To make things even more chaotic, while this was happening Meneses charged from his neutral corner and went after Jones, who was still standing in dream city. "Meneses came out prematurely," Basilico said. "He's not supposed to come out until I wave him back and say, 'Box.' So I took him back to his corner. Actually I pushed him back. With the time he lost there, I think he could have taken Jones out. He lost precious seconds."
Basilico then wiped Jones' gloves—a standard procedure after a knockdown, because the gloves pick up resin that can burn an opponent's eyes—and waved Meneses back into the fight. TV reruns of the knockdown showed that the whole episode—from the initial knockdown to the resumption of fighting—consumed from 24 to 27 seconds, more than enough time, as it turned out, for Jones' cobwebs to vanish. He survived the rest of the round.
Basilico said he didn't disqualify either fighter because both sides circumvented the rules—Meneses by hitting Jones when he was down, Griffith by hopping up on the apron and trying to treat his fighter in the course of the bout. Basilico could not very well punish one side without punishing the other. And it all happened so fast. "They nullified each other," Basilico said.

— ENTRIES SUPPLIED —
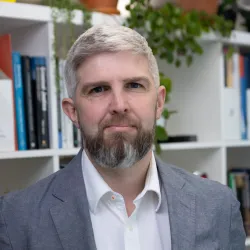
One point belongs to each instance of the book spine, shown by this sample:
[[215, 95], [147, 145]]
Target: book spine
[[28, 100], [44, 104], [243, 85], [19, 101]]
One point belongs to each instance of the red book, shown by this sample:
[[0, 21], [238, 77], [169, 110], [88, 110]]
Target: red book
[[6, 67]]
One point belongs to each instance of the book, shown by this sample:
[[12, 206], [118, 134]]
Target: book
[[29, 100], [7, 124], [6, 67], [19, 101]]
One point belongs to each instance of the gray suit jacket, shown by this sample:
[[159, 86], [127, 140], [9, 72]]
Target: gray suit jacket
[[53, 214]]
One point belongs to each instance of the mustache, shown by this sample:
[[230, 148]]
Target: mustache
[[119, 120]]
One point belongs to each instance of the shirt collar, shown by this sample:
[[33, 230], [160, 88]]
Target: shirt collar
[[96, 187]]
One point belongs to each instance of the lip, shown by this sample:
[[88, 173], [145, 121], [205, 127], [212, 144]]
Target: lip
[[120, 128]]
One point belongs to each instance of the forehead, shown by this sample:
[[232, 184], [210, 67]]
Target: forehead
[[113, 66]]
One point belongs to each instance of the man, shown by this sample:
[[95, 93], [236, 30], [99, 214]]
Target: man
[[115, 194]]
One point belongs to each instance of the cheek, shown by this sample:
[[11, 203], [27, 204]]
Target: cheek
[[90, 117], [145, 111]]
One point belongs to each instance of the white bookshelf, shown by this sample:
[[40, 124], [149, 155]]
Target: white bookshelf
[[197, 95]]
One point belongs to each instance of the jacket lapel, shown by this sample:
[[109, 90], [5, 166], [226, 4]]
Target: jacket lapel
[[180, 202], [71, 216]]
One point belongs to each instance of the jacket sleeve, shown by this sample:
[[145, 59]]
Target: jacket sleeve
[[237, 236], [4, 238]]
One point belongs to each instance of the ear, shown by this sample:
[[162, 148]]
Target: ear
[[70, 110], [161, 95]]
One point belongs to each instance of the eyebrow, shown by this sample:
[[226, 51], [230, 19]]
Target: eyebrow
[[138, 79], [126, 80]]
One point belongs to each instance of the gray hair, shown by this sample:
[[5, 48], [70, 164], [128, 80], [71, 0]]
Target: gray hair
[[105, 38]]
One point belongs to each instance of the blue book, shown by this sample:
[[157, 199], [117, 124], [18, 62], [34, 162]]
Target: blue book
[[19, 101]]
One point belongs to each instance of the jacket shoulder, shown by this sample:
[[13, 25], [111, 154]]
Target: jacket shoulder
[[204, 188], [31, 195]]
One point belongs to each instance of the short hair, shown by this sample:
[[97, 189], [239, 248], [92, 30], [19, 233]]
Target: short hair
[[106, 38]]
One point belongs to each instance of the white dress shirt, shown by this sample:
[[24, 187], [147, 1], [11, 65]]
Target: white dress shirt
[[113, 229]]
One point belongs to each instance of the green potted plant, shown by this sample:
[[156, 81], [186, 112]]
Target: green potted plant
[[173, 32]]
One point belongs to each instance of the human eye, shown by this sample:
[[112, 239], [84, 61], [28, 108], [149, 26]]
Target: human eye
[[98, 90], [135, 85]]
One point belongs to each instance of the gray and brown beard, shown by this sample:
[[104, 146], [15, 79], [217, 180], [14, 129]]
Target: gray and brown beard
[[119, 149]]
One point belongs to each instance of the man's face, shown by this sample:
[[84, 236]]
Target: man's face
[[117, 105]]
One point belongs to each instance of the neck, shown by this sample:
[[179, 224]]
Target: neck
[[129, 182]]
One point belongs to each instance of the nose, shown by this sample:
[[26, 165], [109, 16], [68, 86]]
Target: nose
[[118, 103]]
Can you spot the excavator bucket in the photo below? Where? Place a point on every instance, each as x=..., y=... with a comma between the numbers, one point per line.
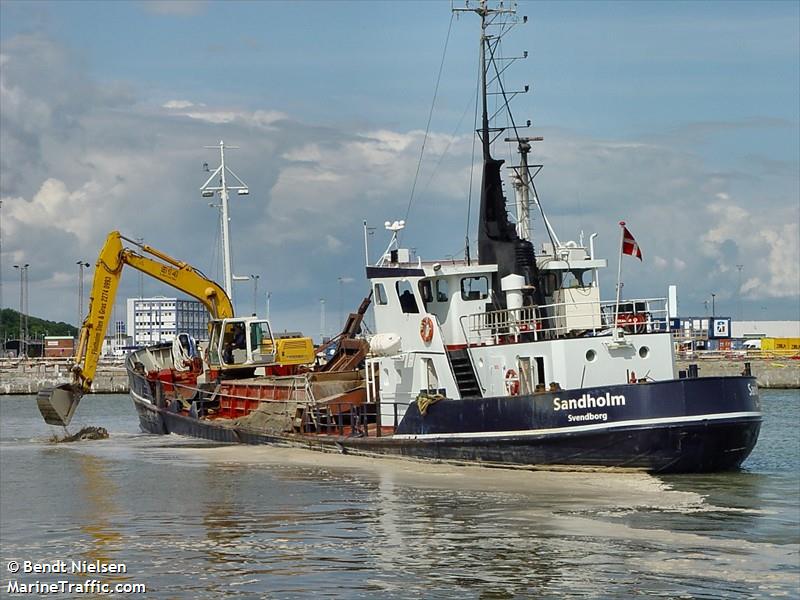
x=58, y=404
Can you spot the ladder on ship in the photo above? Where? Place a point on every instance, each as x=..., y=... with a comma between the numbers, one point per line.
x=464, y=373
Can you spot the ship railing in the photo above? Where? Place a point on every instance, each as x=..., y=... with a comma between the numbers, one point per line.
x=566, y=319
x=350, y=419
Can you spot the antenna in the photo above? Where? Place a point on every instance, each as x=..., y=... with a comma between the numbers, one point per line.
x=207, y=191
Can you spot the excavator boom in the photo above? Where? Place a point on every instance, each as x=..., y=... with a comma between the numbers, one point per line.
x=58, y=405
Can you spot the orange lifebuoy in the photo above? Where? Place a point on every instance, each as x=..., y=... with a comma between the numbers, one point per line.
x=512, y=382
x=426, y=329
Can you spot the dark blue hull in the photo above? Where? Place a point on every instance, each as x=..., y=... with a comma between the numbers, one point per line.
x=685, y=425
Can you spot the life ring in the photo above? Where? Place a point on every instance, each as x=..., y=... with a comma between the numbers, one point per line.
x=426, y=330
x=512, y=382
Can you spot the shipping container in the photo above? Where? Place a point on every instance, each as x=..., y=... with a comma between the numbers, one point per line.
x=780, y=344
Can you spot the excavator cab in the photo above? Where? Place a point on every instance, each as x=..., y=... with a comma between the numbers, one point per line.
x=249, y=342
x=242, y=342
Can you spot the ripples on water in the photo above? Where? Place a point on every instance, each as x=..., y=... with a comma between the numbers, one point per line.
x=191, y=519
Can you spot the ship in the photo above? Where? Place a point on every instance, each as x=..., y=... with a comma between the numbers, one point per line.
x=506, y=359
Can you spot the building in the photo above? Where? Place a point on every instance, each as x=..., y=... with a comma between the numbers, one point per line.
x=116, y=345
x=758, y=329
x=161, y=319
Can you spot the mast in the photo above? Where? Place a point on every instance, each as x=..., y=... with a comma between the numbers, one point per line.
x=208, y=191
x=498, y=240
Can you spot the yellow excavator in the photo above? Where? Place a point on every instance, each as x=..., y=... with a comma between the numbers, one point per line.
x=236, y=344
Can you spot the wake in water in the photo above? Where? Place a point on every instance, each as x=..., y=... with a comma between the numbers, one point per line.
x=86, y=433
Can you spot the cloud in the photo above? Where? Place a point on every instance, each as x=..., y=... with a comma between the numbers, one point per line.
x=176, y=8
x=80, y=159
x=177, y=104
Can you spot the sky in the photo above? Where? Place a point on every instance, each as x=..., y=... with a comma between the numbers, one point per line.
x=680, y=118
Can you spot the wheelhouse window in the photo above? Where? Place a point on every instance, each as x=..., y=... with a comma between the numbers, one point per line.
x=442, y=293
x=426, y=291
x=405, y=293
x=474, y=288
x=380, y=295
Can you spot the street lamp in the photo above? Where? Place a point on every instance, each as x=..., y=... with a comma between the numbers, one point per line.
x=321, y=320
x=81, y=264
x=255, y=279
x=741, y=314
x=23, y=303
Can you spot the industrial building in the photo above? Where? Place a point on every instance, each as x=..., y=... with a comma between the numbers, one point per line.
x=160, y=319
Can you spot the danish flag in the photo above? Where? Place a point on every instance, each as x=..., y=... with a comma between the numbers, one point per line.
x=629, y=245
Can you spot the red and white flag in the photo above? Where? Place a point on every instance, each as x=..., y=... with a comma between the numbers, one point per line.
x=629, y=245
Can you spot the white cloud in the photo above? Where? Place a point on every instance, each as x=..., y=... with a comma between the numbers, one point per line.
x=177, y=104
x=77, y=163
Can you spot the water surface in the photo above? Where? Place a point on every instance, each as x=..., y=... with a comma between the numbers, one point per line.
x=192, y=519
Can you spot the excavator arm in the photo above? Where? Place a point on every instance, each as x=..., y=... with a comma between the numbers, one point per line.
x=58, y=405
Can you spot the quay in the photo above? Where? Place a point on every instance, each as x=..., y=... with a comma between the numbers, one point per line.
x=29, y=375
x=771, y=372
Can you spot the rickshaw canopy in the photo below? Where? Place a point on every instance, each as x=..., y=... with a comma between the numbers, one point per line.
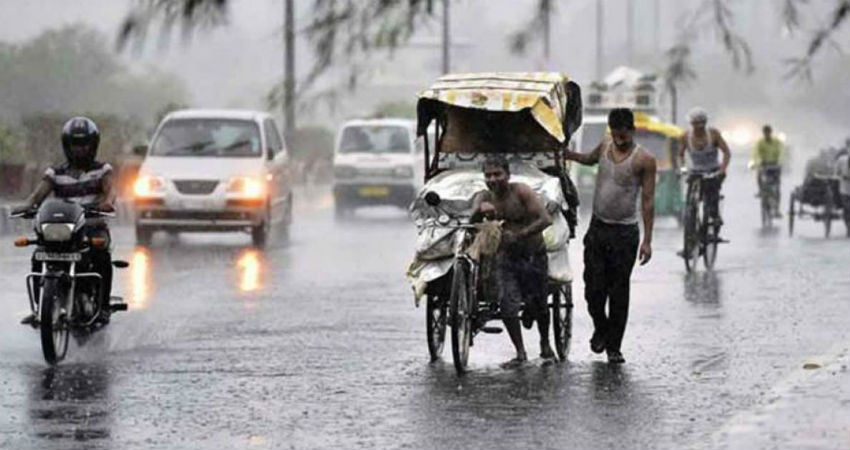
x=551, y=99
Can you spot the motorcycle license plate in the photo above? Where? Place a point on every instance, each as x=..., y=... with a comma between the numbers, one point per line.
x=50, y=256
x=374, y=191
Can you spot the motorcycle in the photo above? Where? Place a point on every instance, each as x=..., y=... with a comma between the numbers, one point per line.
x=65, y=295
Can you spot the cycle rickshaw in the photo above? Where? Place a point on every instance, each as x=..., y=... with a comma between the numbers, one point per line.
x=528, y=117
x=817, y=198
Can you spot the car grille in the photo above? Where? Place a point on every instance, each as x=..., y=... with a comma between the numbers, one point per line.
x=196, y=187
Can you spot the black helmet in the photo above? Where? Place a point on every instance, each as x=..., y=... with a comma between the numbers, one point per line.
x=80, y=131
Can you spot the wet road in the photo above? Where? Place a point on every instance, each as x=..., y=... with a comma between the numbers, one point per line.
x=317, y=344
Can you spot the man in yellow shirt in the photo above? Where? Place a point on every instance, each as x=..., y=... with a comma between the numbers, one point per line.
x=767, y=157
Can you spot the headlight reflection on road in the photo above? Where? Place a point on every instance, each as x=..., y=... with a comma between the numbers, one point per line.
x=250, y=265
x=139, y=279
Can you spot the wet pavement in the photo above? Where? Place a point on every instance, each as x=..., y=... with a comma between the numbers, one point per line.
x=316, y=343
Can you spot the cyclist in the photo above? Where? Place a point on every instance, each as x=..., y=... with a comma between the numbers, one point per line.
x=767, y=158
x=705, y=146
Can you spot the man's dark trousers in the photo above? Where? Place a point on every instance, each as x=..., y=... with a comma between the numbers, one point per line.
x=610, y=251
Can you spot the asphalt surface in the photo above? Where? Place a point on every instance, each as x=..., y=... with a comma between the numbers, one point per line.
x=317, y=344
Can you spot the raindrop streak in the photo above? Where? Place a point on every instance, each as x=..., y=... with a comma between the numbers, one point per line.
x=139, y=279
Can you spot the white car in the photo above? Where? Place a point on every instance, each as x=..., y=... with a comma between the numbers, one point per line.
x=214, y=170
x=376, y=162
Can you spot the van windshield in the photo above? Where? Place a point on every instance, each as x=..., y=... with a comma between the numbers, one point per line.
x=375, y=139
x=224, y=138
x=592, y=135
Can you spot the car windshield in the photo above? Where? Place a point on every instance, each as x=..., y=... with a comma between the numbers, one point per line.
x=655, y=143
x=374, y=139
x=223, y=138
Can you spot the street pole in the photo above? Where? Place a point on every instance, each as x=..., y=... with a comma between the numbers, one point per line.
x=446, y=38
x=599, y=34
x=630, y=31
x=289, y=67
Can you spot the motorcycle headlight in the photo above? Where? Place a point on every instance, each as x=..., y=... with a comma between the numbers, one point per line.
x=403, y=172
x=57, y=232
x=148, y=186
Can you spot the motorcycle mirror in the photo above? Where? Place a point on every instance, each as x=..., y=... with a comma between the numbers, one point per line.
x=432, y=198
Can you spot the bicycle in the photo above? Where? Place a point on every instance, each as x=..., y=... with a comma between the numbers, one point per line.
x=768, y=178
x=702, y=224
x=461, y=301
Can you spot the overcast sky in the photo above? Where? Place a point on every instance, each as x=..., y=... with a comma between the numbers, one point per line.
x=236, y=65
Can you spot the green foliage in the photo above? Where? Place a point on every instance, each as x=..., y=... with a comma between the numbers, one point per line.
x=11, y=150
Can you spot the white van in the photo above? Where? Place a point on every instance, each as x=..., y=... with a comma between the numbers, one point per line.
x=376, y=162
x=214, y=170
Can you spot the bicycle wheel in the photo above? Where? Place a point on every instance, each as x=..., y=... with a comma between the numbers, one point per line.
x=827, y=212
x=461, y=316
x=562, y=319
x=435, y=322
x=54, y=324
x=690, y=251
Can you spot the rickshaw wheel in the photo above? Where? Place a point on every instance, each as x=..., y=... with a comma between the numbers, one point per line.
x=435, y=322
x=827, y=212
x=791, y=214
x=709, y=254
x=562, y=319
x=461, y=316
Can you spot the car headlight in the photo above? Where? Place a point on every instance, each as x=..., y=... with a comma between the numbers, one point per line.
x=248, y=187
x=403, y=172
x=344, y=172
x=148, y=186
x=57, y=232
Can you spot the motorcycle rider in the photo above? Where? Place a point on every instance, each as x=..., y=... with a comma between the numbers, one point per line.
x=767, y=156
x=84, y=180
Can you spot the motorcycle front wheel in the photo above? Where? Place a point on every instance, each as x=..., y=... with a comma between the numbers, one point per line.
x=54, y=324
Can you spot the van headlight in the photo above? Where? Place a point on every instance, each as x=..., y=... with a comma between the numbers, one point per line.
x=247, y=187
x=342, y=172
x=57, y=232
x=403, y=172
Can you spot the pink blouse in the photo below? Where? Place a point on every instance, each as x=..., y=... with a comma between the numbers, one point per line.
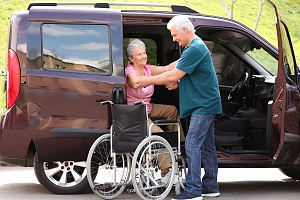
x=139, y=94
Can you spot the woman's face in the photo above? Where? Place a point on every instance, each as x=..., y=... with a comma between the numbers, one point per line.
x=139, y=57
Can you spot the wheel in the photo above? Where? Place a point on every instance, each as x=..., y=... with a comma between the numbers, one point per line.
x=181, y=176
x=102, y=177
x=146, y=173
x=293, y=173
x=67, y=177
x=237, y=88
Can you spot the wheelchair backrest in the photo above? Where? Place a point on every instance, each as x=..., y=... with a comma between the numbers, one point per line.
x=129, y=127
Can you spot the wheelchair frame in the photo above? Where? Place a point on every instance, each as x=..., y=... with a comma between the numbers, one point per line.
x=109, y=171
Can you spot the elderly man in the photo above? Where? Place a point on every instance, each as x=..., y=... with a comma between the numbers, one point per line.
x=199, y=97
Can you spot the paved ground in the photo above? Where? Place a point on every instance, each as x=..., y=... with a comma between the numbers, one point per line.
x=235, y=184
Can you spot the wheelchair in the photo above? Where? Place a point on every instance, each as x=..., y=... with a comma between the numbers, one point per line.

— APPLY WHAT YOU READ —
A - List every person named in the boxing account above.
B - Decide whether each statement agrees with the boxing account above, answering yes or no and quoting the deciding words: (i) Basilico wiped Jones' gloves after the knockdown. (ii) The whole knockdown episode took less than 20 seconds. (iii) Basilico disqualified Meneses for hitting Jones when he was down.
C - Continue the boxing account from its final sentence.

— ANSWERS TO THE PROBLEMS —
A - Meneses, Jones, Basilico, Griffith

B -
(i) Yes: "Basilico then wiped Jones' gloves"
(ii) No: "consumed from 24 to 27 seconds"
(iii) No: "Basilico said he didn't disqualify either fighter"

C -
The crowd, which had cheered roundly every time Meneses landed a blow, was enraged when the decision was announced—two officials narrowly favored Jones, the referee had it a draw—sailing balled-up programs into the ring and sending up choruses of boos.
Thus was Jones, formerly a member of perhaps the most organized football team in the most organized of national sports, initiated into the disorder that so often visits boxing. The last round, for all its confusion, actually provided a fitting climax to the events and circumstances leading up to the fight.
Three days before, on Wednesday, Too Tall was sparring at a Las Cruces recreation center when the plywood floor of the ring began crunching and buckling under his feet. "Stop the sparring," cried Griffith. "We're getting the hell out of here." Jones' manager, David Wolf, shifted the training site to a gym on the White Sands missile range, about 25 miles away and less than 100 miles from where the United States exploded the first atomic bomb. Too Tall posed for photographers among the display rockets, folding his arms and looking like one of them himself.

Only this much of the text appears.